(Dataset entries)
==========

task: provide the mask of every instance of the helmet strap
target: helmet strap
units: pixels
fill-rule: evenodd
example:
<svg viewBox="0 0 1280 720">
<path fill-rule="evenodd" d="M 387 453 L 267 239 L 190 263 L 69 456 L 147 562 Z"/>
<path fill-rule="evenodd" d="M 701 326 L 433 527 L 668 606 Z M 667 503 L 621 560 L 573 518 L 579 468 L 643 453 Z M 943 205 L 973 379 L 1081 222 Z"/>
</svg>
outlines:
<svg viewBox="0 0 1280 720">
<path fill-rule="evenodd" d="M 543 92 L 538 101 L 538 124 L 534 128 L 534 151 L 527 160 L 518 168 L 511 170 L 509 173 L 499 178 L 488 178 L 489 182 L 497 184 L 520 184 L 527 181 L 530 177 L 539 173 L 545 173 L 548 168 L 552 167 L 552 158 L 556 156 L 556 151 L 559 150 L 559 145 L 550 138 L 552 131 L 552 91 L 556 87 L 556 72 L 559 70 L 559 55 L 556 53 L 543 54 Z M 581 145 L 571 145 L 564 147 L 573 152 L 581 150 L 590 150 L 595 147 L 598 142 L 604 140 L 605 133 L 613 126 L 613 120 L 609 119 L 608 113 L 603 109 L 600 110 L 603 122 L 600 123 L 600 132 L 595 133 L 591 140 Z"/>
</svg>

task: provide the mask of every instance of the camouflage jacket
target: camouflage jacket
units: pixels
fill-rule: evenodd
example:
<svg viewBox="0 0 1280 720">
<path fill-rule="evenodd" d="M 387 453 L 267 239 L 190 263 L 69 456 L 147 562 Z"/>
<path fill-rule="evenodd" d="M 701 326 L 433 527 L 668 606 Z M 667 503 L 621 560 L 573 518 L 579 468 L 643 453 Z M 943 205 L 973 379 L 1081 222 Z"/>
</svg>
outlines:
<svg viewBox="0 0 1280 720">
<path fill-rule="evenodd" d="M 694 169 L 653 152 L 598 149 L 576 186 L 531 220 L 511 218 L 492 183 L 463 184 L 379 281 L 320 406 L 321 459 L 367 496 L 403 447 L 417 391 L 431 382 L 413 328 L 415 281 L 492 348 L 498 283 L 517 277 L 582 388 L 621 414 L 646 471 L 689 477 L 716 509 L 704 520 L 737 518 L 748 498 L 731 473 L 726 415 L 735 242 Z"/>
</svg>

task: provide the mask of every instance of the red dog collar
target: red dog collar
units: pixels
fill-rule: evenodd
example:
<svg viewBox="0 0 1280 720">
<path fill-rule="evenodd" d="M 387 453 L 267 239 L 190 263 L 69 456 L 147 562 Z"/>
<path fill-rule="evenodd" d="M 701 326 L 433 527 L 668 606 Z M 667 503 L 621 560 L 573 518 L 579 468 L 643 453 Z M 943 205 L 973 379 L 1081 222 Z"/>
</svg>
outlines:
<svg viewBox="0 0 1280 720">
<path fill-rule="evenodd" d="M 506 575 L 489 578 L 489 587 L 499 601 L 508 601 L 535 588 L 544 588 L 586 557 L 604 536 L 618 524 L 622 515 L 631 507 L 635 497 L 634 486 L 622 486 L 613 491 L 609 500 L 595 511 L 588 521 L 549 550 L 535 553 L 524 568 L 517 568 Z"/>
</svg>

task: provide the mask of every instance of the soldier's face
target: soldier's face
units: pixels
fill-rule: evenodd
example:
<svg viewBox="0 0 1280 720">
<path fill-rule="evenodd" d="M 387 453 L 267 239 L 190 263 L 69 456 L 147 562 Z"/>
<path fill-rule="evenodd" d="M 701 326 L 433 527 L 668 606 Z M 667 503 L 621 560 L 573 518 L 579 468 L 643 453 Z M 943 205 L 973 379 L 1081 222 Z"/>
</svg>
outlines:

==========

Return each line from the rows above that contains the string "collar".

THE REPLY:
task: provide the mask of every instance of the red dog collar
target: red dog collar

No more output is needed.